WRITTEN EXERCISE 1: Can you set down the reflection on a father's death below, reproducing every word of it?

DOCUMENT EXCERPT:
# # # # # # #

Two weeks ago my father passed away. He was not an easy man to connect with. So, we weren’t close.
Anything I write about it will inevitably fail to convey the reality of what would be justifiably labelled as a “failed” relationship.
No words I choose to use can adequately describe what kind of person he was. Nor can they fairly present the two-sides of the damaged legacy that informed and followed a lot of the choices he made.
I’ve looked for ways to write about it and have nothing. Hence the simple reflective posts over the past month.
My words seem to stubbornly sit in a void. It’s not like I have nothing to say, it’s just that there isn’t a lot that could be said.
Then there’s the added complication of a what should be said, but needs to be said carefully, at the right time and to the right people.
What I can say is that although grace redefined our relationship as father and son, one-sided relationships are hard to maintain. As a result it never was what it should, or could have been. I lament that. What I see, however, and am thankful for is how grace moved through forgiveness to empower me to work with what I could do instead of what he or others expected and demanded that I should do.
Subsequently, we were able to connect in a healthy way, establishing and asserting boundaries; speaking on the phone almost every month for the past ten years, interacting with him online, sending him care packages, driving to speak and pray with him the week that he died.

# # # # # # #

[Location identification records]
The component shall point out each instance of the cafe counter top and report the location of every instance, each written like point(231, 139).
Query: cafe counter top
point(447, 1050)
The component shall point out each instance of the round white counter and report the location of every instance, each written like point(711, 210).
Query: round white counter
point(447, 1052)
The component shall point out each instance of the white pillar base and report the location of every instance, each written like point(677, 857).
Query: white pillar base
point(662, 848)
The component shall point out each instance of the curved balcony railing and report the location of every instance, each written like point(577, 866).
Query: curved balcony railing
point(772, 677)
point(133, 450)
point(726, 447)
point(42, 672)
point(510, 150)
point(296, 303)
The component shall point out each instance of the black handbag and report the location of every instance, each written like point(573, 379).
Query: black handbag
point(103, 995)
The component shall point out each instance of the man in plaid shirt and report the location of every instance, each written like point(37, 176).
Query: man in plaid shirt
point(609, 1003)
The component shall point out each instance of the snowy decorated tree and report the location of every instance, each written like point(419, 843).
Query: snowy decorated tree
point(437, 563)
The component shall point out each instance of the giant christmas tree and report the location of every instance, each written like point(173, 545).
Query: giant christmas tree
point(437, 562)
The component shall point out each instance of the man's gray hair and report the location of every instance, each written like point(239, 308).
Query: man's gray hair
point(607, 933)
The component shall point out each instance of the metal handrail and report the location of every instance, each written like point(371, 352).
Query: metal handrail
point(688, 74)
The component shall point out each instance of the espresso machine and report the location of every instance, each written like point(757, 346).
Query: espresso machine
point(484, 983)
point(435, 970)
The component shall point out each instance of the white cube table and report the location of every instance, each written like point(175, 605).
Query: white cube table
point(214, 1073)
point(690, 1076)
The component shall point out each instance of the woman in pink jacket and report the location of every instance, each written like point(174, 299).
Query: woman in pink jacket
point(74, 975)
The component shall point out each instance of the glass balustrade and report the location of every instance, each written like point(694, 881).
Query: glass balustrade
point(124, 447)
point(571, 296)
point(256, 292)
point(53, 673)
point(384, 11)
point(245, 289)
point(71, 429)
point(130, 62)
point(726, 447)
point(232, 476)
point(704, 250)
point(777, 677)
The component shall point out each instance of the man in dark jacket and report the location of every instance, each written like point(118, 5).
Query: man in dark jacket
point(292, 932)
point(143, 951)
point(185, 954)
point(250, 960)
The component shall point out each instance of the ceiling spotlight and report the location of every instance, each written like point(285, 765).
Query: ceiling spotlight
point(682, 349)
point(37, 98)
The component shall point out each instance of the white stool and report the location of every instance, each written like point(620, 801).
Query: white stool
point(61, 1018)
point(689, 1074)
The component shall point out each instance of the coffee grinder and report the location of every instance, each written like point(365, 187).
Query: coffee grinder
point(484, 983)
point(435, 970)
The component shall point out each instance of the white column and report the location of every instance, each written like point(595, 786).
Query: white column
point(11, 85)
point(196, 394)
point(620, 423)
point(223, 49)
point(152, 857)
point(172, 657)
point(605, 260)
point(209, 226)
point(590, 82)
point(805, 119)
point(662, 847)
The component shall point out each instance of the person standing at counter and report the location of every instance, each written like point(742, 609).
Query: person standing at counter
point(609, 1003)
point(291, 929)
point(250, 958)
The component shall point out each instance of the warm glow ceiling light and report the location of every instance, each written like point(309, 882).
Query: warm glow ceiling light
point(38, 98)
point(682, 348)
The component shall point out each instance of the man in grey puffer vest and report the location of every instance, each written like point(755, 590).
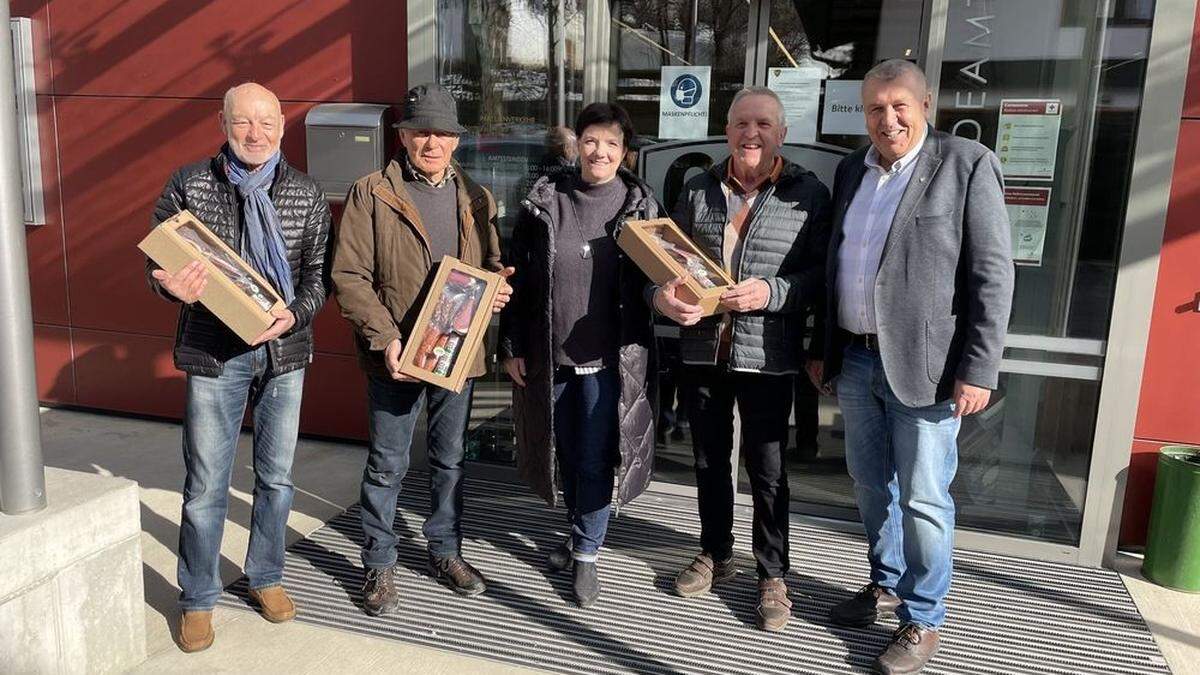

# # # # # # #

WRITTEN EXERCISE 2: Which lines of the records above contain the string "black"? Copy each such line in full, and treat uppercase and lowercase as different.

TASK SOLUTION 1:
Two weeks ago my father passed away. He was not an easy man to connect with. So, we weren’t close.
Anything I write about it will inevitably fail to convey the reality of what would be justifiably labelled as a “failed” relationship.
No words I choose to use can adequately describe what kind of person he was. Nor can they fairly present the two-sides of the damaged legacy that informed and followed a lot of the choices he made.
I’ve looked for ways to write about it and have nothing. Hence the simple reflective posts over the past month.
My words seem to stubbornly sit in a void. It’s not like I have nothing to say, it’s just that there isn’t a lot that could be said.
Then there’s the added complication of a what should be said, but needs to be said carefully, at the right time and to the right people.
What I can say is that although grace redefined our relationship as father and son, one-sided relationships are hard to maintain. As a result it never was what it should, or could have been. I lament that. What I see, however, and am thankful for is how grace moved through forgiveness to empower me to work with what I could do instead of what he or others expected and demanded that I should do.
Subsequently, we were able to connect in a healthy way, establishing and asserting boundaries; speaking on the phone almost every month for the past ten years, interacting with him online, sending him care packages, driving to speak and pray with him the week that he died.

TASK SOLUTION 2:
The component shall point out each instance of the black handbag and report the location of every instance, each written like point(573, 379).
Query: black handbag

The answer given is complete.